_TO DO:_ Gather every line of the entries that includes the word "Question".
RECORDED DATA Block Start
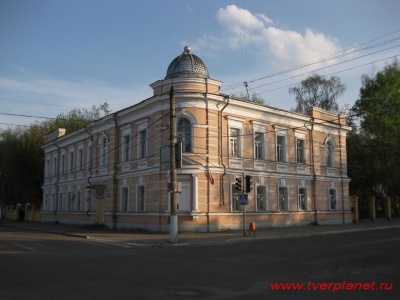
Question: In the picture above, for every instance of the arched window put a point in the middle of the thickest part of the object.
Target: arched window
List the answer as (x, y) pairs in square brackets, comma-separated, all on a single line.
[(329, 153), (184, 133), (104, 150)]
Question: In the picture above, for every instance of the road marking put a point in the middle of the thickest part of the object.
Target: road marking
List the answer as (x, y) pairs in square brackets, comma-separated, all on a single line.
[(111, 243), (24, 247), (367, 243)]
RECORDED DATA Block End
_WRITTEN SOLUTION:_
Question: In the picture above, for every instance of the arched window put a point in the middle of the thickest part of the object.
Question: In the picture above, for every instance of the road marking put a point in the middle of the thickest part of the object.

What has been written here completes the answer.